• YOUR GOAL
Below is some material; set it all down exactly, apart from the pictures.
==*==
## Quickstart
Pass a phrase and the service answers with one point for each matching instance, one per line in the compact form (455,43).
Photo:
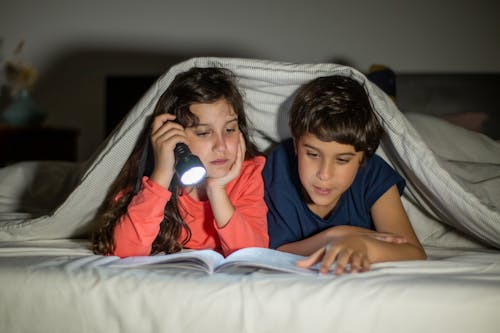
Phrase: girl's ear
(362,158)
==*==
• ANSWER
## Quickstart
Pass a phrase and the service answers with one point for each matching instance, one per line in the compact form (455,43).
Photo:
Phrase: girl's ear
(362,158)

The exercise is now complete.